> **Trecho fornecido**:
Até o visual, que elogiei acima, tem um ponto fraco: os ataques especiais que causam dano a todos os inimigos na tela consistem na aplicação de um mero filtro amarelado. É um efeito visual estranhamente inferior ao capricho empregado no restante da arte, desperdiçando a chance de elaborar animações únicas para o elenco que evocassem os especiais de clássicos dos arcades, daqueles que até paravam o tempo para enfatizar a força devastadora da técnica.
Junte sua equipe de heróis animais
Kemono Heroes anda na corda bamba ao entregar uma campanha que é tão divertida quanto curta. É a experiência de ação arcade em sua simplicidade imediata, feita para juntar o pessoal e sair detonando criaturas do folclore japonês em belo visual pixelado. A quantidade de conteúdo oferecido, porém, é mais apropriada para experiências retrô e pode ser insatisfatória para quem espera uma versatilidade moderna que aprofunde as coisas.

> **Entradas fornecidas**:
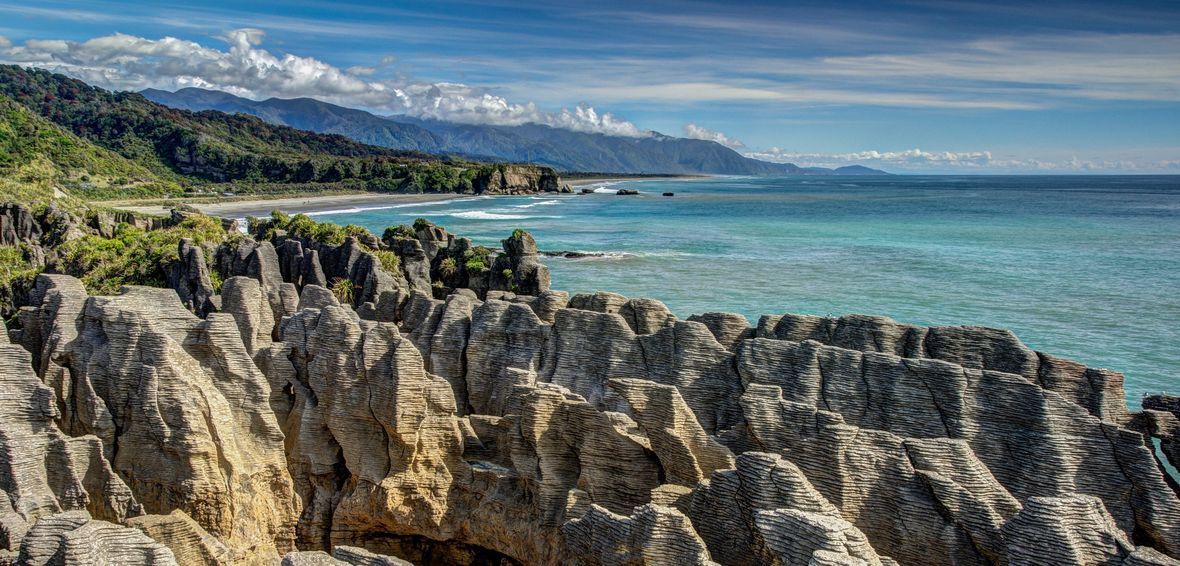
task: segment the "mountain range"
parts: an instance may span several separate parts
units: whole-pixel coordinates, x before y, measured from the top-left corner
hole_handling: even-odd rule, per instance
[[[408,116],[381,117],[312,98],[251,100],[221,91],[148,88],[145,98],[175,108],[245,113],[271,124],[337,133],[366,144],[548,165],[559,171],[712,175],[887,175],[859,165],[800,167],[745,157],[716,142],[575,132],[539,124],[457,124]]]
[[[135,92],[0,65],[4,197],[44,200],[57,190],[85,199],[525,190],[513,183],[558,187],[549,167],[476,163],[244,113],[172,108]]]

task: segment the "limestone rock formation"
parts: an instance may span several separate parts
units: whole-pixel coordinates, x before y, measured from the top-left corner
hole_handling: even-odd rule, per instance
[[[476,193],[531,195],[557,192],[560,179],[549,167],[536,165],[498,165],[481,171],[472,182]]]
[[[77,316],[53,309],[64,304]],[[290,547],[296,501],[270,384],[232,315],[202,321],[172,290],[149,288],[90,297],[81,309],[77,300],[60,300],[41,310],[28,320],[44,324],[27,330],[63,338],[77,333],[42,344],[42,370],[61,382],[46,401],[70,408],[63,419],[70,434],[101,439],[96,449],[111,456],[145,511],[182,509],[255,555]]]
[[[883,316],[839,318],[763,316],[758,337],[820,343],[911,358],[935,358],[965,368],[990,369],[1027,377],[1084,407],[1090,414],[1126,422],[1122,374],[1032,351],[1009,330],[984,327],[917,327]]]
[[[177,251],[181,261],[172,264],[168,287],[176,290],[185,308],[197,316],[204,316],[212,310],[214,296],[214,284],[209,278],[204,250],[195,245],[191,239],[183,238]]]
[[[991,329],[678,320],[550,290],[524,232],[388,233],[222,248],[203,317],[39,276],[0,337],[0,564],[1180,564],[1148,441],[1173,456],[1180,403],[1127,413],[1119,374]]]

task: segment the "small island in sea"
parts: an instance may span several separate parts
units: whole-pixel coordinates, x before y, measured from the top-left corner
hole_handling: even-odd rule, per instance
[[[721,8],[611,18],[720,57]],[[1180,564],[1180,177],[666,136],[264,35],[0,42],[0,565]],[[1049,104],[923,85],[884,98]]]

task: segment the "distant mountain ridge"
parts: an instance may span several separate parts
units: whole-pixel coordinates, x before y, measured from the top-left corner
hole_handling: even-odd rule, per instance
[[[214,93],[203,104],[231,103]],[[313,105],[315,107],[315,105]],[[308,116],[297,112],[293,118]],[[363,117],[347,108],[339,120]],[[315,118],[324,123],[329,116]],[[381,120],[382,123],[385,120]],[[393,124],[393,123],[388,123]],[[386,136],[395,130],[387,124]],[[417,126],[409,126],[415,129]],[[373,130],[374,132],[376,130]],[[440,158],[247,113],[173,108],[45,70],[0,65],[0,190],[44,199],[218,192],[538,192],[550,167]]]
[[[312,98],[250,100],[221,91],[148,88],[145,98],[176,108],[242,112],[366,144],[430,153],[452,153],[548,165],[562,171],[713,175],[887,175],[863,166],[799,167],[745,157],[715,142],[655,133],[629,138],[575,132],[539,124],[494,126],[455,124],[407,116],[380,117]]]

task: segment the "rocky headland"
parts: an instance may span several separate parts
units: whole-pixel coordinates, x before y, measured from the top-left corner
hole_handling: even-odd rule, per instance
[[[53,271],[183,216],[12,205],[0,242]],[[1153,448],[1180,402],[1128,412],[1115,371],[997,329],[571,297],[524,231],[312,228],[182,239],[166,287],[13,294],[0,564],[1180,564]]]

> **Problema a resolver**: Por favor, dê sequência à análise de Kemono Heroes a partir da última frase dela.

> **Resposta escrita**:
Prós
- Ação arcade para até quatro pessoas;
- Visuais de pixel art caprichados e vibrantes;
- Três opções de dificuldade;
- Sistema de melhoria de personagens incentivam a coletar moedas;
- As mecânicas de personagens levemente diferentes dão um pouco de variedade à gameplay.
Contras
- Campanha muito curta;
- O método de prolongamento artificial da campanha consiste em reiniciá-la, mas não acrescenta novidades na segunda jornada, chegando ao ponto de retirar alguns dos elementos que estavam na primeira;
- Não há seleção de níveis.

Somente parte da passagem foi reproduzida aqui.